(Point annotation records)
┄┄┄┄┄┄

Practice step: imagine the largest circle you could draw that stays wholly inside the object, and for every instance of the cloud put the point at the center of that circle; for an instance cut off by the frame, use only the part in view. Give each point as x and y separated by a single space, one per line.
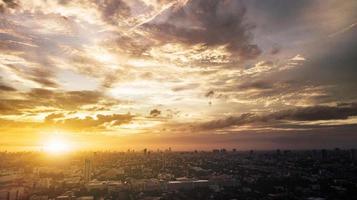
59 100
8 4
99 122
59 121
208 22
6 88
155 113
313 113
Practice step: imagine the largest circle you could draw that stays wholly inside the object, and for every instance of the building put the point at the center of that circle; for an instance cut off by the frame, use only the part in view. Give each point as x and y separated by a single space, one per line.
87 170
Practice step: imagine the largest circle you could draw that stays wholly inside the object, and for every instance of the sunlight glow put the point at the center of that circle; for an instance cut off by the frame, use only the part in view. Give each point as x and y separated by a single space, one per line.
57 145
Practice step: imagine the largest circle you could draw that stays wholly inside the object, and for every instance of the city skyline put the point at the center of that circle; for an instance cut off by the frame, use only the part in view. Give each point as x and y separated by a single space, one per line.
187 74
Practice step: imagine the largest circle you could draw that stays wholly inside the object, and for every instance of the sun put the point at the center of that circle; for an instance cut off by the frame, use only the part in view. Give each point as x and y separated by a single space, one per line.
57 145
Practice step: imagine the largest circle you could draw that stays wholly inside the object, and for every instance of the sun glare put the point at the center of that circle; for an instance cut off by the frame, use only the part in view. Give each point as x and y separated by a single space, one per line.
57 146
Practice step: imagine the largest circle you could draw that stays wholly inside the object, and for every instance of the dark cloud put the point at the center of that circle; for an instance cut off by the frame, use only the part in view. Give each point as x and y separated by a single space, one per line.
8 4
209 93
63 100
314 113
155 113
260 85
6 88
209 22
53 116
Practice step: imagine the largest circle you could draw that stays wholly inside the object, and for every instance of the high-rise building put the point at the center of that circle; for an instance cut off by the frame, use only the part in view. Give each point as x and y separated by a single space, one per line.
87 170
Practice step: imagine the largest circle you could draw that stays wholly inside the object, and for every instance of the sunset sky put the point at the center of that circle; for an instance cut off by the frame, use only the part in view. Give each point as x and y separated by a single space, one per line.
186 74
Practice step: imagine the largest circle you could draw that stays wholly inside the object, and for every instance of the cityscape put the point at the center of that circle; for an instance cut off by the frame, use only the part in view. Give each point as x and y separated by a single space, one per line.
178 99
161 175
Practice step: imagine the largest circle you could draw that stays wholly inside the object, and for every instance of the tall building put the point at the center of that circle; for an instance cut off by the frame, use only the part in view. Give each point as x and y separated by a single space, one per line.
87 170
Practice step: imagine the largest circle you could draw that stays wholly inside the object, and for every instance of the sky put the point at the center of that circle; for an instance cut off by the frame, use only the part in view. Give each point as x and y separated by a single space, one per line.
185 74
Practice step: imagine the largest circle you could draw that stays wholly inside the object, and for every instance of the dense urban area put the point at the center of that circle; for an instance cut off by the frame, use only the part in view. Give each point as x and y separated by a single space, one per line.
166 174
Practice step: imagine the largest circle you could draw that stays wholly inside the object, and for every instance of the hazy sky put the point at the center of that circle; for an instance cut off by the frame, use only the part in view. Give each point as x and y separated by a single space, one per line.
190 74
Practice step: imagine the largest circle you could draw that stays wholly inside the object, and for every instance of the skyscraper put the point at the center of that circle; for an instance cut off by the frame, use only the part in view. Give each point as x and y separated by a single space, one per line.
87 170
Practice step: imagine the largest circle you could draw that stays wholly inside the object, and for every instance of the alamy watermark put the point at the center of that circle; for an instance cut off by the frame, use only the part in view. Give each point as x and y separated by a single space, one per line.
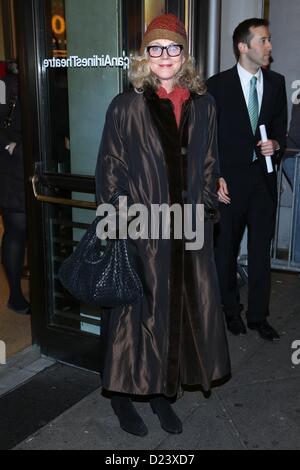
2 353
296 94
140 222
296 353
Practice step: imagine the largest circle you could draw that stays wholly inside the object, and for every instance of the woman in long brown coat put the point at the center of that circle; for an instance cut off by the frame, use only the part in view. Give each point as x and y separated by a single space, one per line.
159 146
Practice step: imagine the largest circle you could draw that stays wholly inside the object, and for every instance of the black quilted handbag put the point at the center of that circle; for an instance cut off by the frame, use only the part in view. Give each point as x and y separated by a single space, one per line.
101 277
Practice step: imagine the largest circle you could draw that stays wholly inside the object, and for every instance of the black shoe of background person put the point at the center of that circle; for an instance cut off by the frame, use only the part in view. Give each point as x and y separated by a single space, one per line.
236 326
130 420
169 421
19 310
265 330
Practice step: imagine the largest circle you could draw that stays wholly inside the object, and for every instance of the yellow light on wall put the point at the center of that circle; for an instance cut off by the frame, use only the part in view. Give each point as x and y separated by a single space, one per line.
58 24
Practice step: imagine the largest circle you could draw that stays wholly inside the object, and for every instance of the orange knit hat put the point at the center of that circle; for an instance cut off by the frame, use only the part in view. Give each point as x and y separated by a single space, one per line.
166 27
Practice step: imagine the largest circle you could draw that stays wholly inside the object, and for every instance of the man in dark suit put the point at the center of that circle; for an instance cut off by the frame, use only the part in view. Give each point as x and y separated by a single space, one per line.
247 96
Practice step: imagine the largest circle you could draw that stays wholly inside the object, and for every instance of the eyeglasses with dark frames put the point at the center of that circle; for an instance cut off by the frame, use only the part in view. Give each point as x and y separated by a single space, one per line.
174 50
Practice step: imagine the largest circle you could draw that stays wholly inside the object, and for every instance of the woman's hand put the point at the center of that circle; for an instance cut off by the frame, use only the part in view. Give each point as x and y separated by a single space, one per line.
223 192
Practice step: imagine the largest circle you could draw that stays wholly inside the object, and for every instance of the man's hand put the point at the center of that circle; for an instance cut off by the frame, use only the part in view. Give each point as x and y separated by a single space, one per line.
223 192
11 148
268 148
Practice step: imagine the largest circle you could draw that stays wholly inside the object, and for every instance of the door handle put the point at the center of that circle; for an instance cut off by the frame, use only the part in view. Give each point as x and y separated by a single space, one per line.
59 200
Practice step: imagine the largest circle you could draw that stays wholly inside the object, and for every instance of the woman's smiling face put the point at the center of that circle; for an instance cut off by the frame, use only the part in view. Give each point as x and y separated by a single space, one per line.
165 67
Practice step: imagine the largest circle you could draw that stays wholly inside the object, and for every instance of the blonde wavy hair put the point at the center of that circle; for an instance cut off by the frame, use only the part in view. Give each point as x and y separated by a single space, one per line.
141 76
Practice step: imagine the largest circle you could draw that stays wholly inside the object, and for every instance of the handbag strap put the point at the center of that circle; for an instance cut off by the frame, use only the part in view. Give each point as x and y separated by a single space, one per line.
7 123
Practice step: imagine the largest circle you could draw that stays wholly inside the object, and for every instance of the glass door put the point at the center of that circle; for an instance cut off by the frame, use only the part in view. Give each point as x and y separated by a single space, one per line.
73 58
73 67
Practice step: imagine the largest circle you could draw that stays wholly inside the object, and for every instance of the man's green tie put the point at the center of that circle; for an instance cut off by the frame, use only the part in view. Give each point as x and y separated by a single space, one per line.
253 104
253 108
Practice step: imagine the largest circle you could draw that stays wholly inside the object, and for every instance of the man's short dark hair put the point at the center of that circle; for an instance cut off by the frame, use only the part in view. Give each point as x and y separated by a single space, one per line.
243 34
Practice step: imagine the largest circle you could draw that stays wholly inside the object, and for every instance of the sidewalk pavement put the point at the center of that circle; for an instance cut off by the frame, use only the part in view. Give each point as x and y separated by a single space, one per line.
259 408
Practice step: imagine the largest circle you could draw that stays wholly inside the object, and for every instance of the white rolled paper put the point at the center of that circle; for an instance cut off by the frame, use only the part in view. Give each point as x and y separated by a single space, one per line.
264 138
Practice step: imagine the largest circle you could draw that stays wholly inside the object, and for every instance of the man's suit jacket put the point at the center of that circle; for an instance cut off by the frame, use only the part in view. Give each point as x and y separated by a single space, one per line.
236 139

┄┄┄┄┄┄

§ **Task instructions**
Return the lines above, from the one containing "the man's short" to the end, exactly as they stand.

§ **Task answer**
Practice step: imagine the largest circle you could draw that stays wholly inside the object, and for every instance of the man's short dark hair put the point at the center of that circle; for an instance cut off by the frame, use only the part in view. Give each point as x and y separated by a single space, one per line.
243 34
Practice step: imagine the largest circle you could draw that stays wholly inside the object, and for every instance of the sidewalk pavement put the point at the center of that circle; for an instance cut off by the frame, use only the part in view. Give each point as x and y separated by a single space, one per line.
259 408
Practice step: imagine the largest circle you could draw that stays wholly inside the object, and for every instance of the white rolled paper put the point at the center of that circle; for an instance cut off by the frame, use only the part in view. Give each point as x and y separated by a single space, one per line.
264 138
Practice step: imagine the largest circle you could draw that stays wholly inside the object, and for every instance of the man's suit jacket put the point at the center of that circle; for an instance cut off by the frame, use only the part in view. Give each point as x and y separated by a single space, one per line.
236 139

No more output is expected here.